• _DOCUMENT SECTION_
Friday, March 23, 2007

Its not necessary to change. Survival is not mandatory

Edward Deming famous quote comes to mind as I read this mornings Industry Radar about employers pushing health insurers to either run or integrate with the on-site health centers they are either running or planning. hello Health Insurers--the choice is integrate or die. At what point will many of the large managed care carriers realize their large self-funded clients will be walking for vendors capable of fully integrating their services with the strategic direction their efforts to manage health & productivity are taking? Read on


Employers Push Health Plans to Integrate On-Site Health Centers With Care Management

Reprinted from the March 19, 2007, issue of MANAGED CARE WEEK, the industry's leading source of business, financial and regulatory news of health plans, PPOs, and POS plans.

Although worksite health centers are an old idea, integrating with them may become the newest service to be offered by health insurers. Large self-funded employers are pushing the managed care organizations (MCOs) that administer their health plans to integrate these centers into their medical, disease and wellness management programs — or even to manage the centers themselves. And at least one operator of workplace health centers says it is partnering with health insurers to offer fully integrated health benefit programs to employers.

Some employers provided on-site health centers a few decades ago, but in the more recent past these facilities primarily were used for occupational health care or discrete services like flu shots. Today, however, companies are returning to the concept of making medical care accessible at the job site, in an effort to close gaps in care and lower health expenses over the long term. In fact, 23% of large companies have opened on-site health centers at some locations, according to a recent survey of 573 large employers released last month by Watson Wyatt Worldwide and the National Business Group on Health.

Full text at http://www.aishealth.com/Bnow/032107e.html


So 23% of large employers have now opened and on-site health center and look at the response from CIGNA & Aetna.

• _WHAT TO DO_
A - Answer these questions about the blog post on on-site health centers, one answer per line, marked the same way:
(i) From which issue of MANAGED CARE WEEK is the article reprinted?
(ii) What share of large companies have opened on-site health centers at some locations?
(iii) How many large employers took part in the survey behind that figure, and who released it?
B - Condense the paragraph of the blog post on on-site health centers that begins "Some employers provided on-site health centers" into a short bulleted list that keeps its main facts.
C - Carry on writing the blog post on on-site health centers, starting right after its final sentence.

• _EXERCISE DATA_
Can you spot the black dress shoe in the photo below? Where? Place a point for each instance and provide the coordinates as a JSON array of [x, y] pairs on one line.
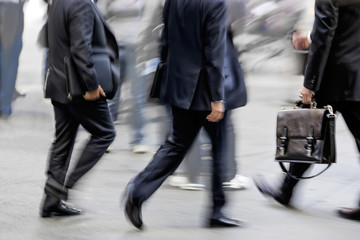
[[350, 213], [61, 209], [132, 209], [265, 189], [225, 222]]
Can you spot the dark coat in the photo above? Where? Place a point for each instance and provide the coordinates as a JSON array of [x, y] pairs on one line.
[[76, 28], [333, 70], [194, 47]]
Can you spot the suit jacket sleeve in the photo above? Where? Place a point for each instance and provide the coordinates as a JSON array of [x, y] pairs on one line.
[[215, 50], [164, 35], [81, 24], [326, 20]]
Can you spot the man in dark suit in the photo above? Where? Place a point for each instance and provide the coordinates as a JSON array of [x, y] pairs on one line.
[[333, 77], [75, 29], [193, 44]]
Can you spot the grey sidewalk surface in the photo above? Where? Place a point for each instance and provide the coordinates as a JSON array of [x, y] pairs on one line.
[[171, 213]]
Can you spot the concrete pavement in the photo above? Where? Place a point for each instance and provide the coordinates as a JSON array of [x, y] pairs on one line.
[[170, 214]]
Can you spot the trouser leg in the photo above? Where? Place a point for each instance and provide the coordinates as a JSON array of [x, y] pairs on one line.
[[185, 128], [59, 157], [94, 116], [217, 134], [289, 183], [351, 115]]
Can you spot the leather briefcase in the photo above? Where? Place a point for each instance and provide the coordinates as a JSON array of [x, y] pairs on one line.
[[305, 135], [106, 77]]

• _LIST OF ANSWERS_
A -
(i) The March 19, 2007, issue.
(ii) 23%.
(iii) 573 large employers; it was released by Watson Wyatt Worldwide and the National Business Group on Health.

B -
- A few decades ago, some employers provided on-site health centers.
- More recently, these centers were used mainly for occupational health care or discrete services such as flu shots.
- Companies are now returning to on-site medical care to close gaps in care and lower long-term health expenses.
- A survey of 573 large employers, released last month by Watson Wyatt Worldwide and the National Business Group on Health, found that 23% of large companies have opened on-site health centers at some locations.

C -
Health insurers interviewed for this article say they are reviewing ways to integrate workplace health centers into overall benefit plans. CIGNA Corp. spokesperson Amy Turkington says that company is "actively evaluating and discussing with employers the topics of how these facilities can be integrated.to direct employees to available programs, such as disease management or health coaching services, to help them reduce health risks or better manage a chronic condition."

Similarly, "Aetna is currently evaluating with our customers the opportunity to integrate our benefits design and medical management activities with the on-site clinics and programs we are seeing proliferate among larger employers," says Brad Fluegel, the insurer's vice president of enterprise strategy. "We are engaged in identifying the best opportunities to realize these types of outcomes in partnership with our customers.

Now that's really nimble huh? It gets better. Lets consider some of the speculation about why major insurer's are not integrating.

For now, however, employers typically set up an on-site health center, and then ask their insurer to work on integrating that provider with other health management activities, according to John Asencio, senior vice president and health practice leader at Sibson Consulting, the strategic human resources consulting division of The Segal Co. Although some employers ask insurers to directly manage work site health centers, Asencio says, in his experience the insurers have declined the offer. He speculates that insurers "are negotiating with providers to bring volume," and on-site centers divert that volume to other channels.

I do not know Mr Asencio but I would suggest that the reason insurers are declining to integrate is probably not rooted in any great concern that the on site clinics will divert volume from providers in their networks. These managed care organizations are after all revered by physicians everywhere and known for acting exclusively in their best interest right? Is that not what evidence based medicine is really all about? Just call me jaded but I spent enough time in the belly of the beast to think an alternative reason for the lack of integration has everything to do with the not invented here syndrome. Remember health insurers--survival is not mandatory. Its only 23% of large self-funded employers who have invested in strategic on site clinics.